Dataset entries:
☆ ☆ ☆ ☆ ☆ ☆ ☆

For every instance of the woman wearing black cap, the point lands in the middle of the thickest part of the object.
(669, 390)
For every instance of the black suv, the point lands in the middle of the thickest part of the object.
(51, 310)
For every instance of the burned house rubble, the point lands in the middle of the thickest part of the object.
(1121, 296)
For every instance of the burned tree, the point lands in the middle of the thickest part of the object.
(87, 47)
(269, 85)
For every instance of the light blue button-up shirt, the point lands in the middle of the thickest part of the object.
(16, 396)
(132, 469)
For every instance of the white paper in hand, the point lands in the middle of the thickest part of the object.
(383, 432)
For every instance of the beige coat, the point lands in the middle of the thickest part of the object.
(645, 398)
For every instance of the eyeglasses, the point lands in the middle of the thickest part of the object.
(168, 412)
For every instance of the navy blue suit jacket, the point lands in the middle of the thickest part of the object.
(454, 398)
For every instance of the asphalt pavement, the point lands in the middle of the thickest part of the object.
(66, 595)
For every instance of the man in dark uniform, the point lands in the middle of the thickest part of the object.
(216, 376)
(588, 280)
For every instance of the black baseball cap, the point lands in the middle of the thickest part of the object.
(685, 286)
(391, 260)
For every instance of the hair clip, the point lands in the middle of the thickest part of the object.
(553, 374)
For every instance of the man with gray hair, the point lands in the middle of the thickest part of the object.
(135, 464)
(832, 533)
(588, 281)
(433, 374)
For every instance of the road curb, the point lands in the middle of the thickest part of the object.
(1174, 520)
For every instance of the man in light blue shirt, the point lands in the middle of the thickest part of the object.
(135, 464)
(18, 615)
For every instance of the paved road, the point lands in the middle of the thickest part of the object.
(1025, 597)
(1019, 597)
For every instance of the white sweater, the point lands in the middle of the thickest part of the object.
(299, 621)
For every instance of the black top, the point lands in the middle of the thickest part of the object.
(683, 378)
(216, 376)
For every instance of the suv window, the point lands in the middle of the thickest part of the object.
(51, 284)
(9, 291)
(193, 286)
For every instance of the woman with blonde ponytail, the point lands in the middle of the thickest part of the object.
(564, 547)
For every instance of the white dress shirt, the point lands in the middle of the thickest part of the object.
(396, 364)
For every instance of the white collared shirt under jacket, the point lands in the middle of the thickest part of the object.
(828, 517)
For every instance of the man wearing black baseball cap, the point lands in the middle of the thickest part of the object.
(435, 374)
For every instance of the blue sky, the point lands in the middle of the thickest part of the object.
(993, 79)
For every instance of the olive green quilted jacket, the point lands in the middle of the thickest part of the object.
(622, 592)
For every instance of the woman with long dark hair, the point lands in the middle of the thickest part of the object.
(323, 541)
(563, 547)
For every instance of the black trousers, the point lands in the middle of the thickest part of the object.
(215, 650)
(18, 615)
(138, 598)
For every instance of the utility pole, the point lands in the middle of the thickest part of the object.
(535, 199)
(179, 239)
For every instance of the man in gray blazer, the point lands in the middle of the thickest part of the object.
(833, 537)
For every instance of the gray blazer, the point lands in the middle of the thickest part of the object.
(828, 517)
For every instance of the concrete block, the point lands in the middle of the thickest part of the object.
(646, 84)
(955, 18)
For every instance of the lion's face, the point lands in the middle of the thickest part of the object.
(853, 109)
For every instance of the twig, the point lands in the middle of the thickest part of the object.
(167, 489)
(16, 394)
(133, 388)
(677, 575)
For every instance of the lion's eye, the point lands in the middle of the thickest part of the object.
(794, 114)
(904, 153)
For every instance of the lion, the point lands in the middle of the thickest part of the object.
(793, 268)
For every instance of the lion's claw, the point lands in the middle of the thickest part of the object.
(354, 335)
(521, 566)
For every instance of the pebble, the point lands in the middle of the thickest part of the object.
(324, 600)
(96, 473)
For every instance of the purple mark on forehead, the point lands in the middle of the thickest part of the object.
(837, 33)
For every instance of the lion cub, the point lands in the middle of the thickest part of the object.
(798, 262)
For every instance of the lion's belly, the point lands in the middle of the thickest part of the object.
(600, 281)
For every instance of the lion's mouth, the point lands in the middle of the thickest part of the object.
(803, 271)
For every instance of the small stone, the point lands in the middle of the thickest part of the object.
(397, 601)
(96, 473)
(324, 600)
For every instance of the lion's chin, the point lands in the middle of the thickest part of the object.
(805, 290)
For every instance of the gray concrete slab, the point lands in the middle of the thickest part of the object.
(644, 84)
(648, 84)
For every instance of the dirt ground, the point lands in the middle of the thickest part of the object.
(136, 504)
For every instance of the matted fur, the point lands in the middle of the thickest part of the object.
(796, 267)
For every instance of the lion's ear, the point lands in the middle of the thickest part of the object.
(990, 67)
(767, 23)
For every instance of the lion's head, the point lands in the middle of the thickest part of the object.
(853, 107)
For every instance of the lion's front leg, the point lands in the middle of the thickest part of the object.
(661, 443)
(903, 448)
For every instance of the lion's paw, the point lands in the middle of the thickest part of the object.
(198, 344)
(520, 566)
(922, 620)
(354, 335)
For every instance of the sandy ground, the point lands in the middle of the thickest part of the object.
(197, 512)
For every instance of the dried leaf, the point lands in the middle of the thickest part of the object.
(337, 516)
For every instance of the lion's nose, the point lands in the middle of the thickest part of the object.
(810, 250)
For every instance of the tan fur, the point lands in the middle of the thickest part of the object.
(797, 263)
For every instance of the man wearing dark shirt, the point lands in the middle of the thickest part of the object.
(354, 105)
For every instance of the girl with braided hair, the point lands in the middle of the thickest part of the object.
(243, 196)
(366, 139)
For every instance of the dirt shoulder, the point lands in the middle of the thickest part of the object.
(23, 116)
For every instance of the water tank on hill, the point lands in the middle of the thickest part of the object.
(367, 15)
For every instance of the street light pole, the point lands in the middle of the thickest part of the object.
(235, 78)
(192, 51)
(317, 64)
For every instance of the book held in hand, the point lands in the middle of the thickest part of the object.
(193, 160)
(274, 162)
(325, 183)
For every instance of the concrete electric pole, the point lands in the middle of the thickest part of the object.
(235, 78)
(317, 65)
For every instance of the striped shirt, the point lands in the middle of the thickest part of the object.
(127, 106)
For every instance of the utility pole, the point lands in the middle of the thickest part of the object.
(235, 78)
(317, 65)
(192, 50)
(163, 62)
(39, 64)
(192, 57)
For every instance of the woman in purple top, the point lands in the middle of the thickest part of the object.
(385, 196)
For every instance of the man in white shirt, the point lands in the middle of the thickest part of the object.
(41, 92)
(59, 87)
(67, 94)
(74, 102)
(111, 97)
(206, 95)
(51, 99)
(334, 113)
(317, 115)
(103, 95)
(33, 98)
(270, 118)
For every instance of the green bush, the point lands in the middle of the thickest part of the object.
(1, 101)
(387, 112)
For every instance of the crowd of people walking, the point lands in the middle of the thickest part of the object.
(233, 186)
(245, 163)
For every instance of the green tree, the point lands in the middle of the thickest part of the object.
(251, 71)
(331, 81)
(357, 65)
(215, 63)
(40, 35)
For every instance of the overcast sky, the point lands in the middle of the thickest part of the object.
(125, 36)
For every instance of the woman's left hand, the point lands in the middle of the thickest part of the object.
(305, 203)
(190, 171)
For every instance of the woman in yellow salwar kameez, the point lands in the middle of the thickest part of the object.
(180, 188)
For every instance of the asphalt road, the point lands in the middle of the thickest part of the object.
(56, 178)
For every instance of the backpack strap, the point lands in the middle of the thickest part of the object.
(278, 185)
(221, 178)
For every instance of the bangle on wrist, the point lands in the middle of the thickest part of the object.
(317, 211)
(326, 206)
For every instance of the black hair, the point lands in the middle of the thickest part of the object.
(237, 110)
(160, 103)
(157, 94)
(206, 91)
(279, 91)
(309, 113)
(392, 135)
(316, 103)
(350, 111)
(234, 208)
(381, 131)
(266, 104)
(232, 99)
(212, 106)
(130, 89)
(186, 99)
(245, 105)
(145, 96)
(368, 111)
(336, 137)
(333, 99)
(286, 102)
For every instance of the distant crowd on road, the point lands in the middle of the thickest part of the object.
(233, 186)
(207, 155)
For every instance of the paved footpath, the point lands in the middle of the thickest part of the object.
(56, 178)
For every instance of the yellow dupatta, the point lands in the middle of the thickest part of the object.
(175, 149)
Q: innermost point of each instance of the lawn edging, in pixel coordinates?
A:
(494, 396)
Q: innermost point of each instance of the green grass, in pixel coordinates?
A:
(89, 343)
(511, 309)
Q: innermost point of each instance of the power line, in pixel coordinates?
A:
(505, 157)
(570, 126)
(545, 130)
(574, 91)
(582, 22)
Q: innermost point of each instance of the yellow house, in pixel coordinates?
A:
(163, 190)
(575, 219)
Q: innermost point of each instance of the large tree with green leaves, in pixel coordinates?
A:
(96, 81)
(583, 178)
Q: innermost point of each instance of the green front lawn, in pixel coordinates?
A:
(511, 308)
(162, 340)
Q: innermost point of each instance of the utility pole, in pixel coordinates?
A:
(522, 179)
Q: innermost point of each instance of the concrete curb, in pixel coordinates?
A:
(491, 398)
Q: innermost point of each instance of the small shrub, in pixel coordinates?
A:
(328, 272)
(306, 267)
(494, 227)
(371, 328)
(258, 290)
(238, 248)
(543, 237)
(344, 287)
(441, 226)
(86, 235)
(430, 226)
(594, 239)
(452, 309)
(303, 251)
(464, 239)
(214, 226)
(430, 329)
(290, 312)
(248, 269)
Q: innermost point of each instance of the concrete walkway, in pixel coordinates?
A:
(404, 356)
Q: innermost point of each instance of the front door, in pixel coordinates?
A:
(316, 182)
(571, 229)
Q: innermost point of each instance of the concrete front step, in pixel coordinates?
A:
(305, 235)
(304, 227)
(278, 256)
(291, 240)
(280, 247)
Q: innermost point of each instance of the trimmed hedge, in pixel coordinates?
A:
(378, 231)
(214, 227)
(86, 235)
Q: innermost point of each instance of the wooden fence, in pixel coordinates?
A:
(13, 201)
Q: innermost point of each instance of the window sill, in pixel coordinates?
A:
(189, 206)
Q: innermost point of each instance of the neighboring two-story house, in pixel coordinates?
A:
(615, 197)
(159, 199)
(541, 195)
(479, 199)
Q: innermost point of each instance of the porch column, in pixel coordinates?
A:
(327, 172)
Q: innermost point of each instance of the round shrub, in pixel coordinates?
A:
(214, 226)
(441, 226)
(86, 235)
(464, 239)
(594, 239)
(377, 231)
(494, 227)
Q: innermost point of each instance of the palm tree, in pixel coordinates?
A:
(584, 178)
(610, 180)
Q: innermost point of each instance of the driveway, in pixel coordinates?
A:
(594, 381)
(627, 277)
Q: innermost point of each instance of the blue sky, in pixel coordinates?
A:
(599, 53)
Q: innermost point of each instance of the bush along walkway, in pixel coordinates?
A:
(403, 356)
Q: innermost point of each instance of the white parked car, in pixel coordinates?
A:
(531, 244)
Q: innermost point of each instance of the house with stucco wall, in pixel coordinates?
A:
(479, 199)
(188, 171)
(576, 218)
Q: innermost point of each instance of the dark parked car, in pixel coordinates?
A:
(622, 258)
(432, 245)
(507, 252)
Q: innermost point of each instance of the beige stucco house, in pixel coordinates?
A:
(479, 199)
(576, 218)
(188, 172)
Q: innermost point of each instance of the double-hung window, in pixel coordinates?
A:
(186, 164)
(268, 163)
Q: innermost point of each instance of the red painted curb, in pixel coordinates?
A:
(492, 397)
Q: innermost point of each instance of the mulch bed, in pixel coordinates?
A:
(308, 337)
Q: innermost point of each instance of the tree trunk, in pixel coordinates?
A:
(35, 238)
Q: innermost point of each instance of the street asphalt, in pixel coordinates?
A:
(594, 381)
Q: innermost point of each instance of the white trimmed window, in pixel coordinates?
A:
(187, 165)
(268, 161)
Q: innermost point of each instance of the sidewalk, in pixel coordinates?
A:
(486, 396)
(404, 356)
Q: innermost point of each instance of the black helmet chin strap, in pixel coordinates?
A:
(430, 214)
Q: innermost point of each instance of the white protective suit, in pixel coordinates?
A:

☆ ☆ ☆ ☆ ☆ ☆ ☆

*TASK INSTRUCTIONS*: Look above for the line with "Q: innermost point of each instance of the front" and the line with "Q: innermost point of each instance of the window". Write out those two lines and all the lines between them, exactly, and no others.

*TASK OUTPUT*:
Q: innermost point of each instance of the front door, in pixel coordinates?
A:
(316, 182)
(571, 229)
Q: innermost point of each instance of the concrete front step, in pixel coordinates?
A:
(305, 235)
(304, 227)
(278, 256)
(291, 240)
(280, 247)
Q: innermost point of each instance of the trimmed hedge, in pixel coordinates?
A:
(378, 231)
(214, 227)
(86, 235)
Q: innermost point of each instance of the wooden fence, in pixel coordinates?
A:
(13, 201)
Q: innermost point of each instance of the window sill, in pixel coordinates?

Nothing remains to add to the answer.